Write out the lines below word for word, starting at the line that contains "Return the outline" and ending at the end of the rows.

================================

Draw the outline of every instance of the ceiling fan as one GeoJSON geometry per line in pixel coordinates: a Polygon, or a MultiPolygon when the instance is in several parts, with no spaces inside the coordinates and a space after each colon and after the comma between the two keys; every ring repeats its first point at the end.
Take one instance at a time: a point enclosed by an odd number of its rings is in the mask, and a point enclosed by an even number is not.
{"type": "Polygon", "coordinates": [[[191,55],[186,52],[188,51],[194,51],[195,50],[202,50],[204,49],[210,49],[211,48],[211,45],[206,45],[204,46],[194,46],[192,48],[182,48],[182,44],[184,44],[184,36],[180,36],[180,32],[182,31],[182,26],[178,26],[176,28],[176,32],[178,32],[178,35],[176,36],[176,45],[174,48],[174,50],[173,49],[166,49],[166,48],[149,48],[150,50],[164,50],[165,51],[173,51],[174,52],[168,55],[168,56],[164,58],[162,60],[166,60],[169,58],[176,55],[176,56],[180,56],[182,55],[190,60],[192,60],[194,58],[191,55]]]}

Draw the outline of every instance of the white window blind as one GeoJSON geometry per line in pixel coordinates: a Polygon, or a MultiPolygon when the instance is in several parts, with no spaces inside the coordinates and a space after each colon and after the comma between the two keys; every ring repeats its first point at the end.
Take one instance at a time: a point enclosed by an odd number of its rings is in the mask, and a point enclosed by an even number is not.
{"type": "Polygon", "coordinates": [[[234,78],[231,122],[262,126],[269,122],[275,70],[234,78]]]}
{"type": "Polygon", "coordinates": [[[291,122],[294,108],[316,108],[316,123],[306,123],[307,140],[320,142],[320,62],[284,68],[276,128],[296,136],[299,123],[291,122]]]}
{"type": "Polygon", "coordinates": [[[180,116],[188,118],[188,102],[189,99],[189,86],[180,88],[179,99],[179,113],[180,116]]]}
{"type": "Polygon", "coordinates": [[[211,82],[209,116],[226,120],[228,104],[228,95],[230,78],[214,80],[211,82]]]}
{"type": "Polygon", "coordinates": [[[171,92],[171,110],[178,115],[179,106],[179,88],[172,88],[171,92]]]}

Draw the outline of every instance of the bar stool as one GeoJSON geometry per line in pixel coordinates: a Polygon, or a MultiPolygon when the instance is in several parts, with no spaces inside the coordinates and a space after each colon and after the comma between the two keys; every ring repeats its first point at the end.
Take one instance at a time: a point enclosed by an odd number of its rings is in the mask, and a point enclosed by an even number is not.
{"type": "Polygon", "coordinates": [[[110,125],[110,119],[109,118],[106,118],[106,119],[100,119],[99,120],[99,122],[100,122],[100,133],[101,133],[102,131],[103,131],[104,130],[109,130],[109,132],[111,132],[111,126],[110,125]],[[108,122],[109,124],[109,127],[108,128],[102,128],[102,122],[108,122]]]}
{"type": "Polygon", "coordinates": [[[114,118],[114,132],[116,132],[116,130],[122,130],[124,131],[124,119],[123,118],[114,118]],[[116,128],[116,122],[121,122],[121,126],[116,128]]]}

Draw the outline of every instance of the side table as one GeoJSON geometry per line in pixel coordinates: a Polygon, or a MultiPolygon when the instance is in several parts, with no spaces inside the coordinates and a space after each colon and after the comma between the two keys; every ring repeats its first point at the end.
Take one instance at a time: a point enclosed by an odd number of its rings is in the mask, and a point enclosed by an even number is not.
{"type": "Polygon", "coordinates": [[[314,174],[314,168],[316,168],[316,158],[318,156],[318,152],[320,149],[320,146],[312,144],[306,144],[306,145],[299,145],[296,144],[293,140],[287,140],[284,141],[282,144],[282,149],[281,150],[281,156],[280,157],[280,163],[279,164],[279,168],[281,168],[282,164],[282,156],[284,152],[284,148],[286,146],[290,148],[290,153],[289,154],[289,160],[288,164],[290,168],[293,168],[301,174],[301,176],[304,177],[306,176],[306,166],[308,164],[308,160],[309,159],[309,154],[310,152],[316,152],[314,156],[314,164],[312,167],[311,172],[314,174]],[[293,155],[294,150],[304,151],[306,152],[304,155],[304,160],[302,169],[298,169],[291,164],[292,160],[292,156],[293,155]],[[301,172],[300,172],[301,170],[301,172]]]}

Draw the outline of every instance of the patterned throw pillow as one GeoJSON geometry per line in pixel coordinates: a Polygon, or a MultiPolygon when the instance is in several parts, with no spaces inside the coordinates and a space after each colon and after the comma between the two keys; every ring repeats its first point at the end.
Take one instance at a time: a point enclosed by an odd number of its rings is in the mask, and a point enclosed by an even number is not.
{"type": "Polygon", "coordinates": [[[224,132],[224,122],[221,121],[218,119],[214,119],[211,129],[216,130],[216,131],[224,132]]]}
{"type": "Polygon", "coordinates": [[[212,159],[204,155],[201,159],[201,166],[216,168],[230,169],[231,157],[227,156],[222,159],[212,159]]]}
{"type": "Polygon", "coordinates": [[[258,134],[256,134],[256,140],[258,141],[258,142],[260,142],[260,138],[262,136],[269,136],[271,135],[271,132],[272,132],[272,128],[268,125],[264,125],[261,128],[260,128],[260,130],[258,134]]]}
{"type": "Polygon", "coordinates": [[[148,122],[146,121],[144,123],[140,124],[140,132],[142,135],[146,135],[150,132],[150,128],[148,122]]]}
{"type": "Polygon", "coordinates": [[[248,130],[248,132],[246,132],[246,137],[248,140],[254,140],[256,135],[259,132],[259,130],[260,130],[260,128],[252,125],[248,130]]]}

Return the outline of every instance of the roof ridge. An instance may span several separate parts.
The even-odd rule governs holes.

================================

> Solution
Return the outline of every instance of the roof ridge. An instance may span several separate parts.
The even-odd rule governs holes.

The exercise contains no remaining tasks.